## Exercise prompt
Each entry below should appear again exactly as written, without pictures.

## Items from a dataset
= = = =

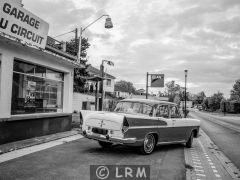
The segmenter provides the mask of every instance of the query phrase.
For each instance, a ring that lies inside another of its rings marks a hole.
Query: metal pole
[[[148,72],[147,72],[147,80],[146,80],[146,99],[148,98]]]
[[[75,43],[77,44],[78,39],[78,28],[75,29]]]
[[[103,110],[103,98],[104,98],[104,89],[103,89],[103,78],[104,78],[104,66],[103,66],[103,61],[102,64],[100,66],[100,70],[101,70],[101,84],[100,84],[100,89],[101,89],[101,102],[99,102],[99,111]]]
[[[98,110],[98,81],[96,81],[95,85],[95,111]]]
[[[80,63],[81,58],[81,50],[82,50],[82,28],[80,28],[80,35],[79,35],[79,45],[78,45],[78,54],[77,54],[77,60]]]
[[[185,74],[185,118],[187,117],[187,74]]]

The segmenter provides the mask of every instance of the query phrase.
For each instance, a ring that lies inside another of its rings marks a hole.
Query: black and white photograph
[[[0,180],[240,180],[240,0],[0,0]]]

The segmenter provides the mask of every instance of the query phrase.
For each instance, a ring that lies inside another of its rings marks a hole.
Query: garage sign
[[[49,24],[13,0],[0,1],[0,32],[45,48]]]

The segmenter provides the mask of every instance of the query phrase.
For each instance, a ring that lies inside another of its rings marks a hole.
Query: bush
[[[228,113],[240,113],[240,102],[238,101],[222,101],[220,104],[220,109],[224,112],[224,103],[225,103],[225,110]]]

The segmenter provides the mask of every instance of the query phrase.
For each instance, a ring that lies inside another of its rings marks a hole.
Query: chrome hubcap
[[[150,153],[153,151],[154,148],[154,144],[155,144],[155,140],[153,135],[149,134],[145,137],[144,139],[144,150],[147,153]]]

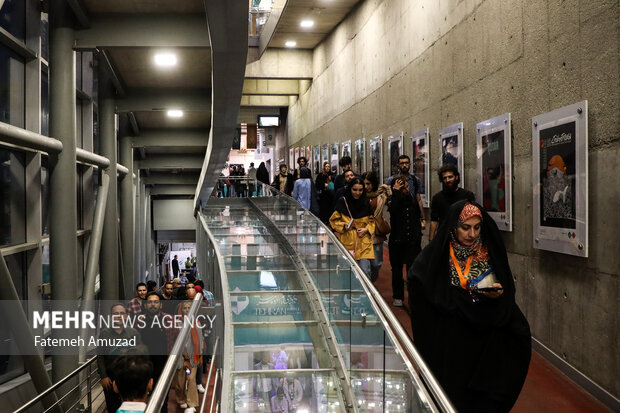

= = = =

## Output
The segmenter provides the mask of every instance of the query phrase.
For each instance, a ring that lies inside another of its rings marks a hole.
Query: metal pole
[[[148,72],[147,72],[147,80],[146,80],[146,99],[148,98]]]
[[[75,43],[77,44],[78,39],[78,28],[75,29]]]
[[[103,110],[103,98],[104,98],[104,89],[103,89],[103,78],[104,78],[104,66],[103,66],[103,61],[102,64],[100,66],[100,70],[101,70],[101,84],[100,84],[100,89],[101,89],[101,102],[99,102],[99,111]]]
[[[98,110],[98,81],[96,81],[95,85],[95,111]]]
[[[80,63],[81,58],[81,50],[82,50],[82,28],[80,28],[80,35],[79,35],[79,45],[78,45],[78,54],[77,54],[77,60]]]
[[[185,74],[185,118],[187,117],[187,74]]]

The segmenter provides the mask of every instance of the query phrase.
For each instance, a ring that lies inside another of its rings marks a hole.
Query: black and white photograph
[[[0,180],[240,180],[240,0],[0,0]]]

The segmenter provides the mask of every instance of the query phrase.
For each instance, a ring that lies inside another of its rings marks a hole.
Query: garage sign
[[[49,24],[13,0],[0,1],[0,32],[45,48]]]

The segmenter provides the mask of every instance of the query phrase.
For each instance, a ring that lies inside another of its rings marks a hole.
Query: bush
[[[228,113],[240,113],[240,102],[238,101],[222,101],[220,104],[220,109],[224,112],[224,103],[225,103],[225,110]]]

The segmenter provides the mask of every instance of the query phrase.
For each instance, a ring that lies inside another of its rings marks a hole.
Query: chrome hubcap
[[[150,153],[153,151],[154,148],[154,144],[155,144],[155,140],[153,135],[149,134],[145,137],[144,139],[144,150],[147,153]]]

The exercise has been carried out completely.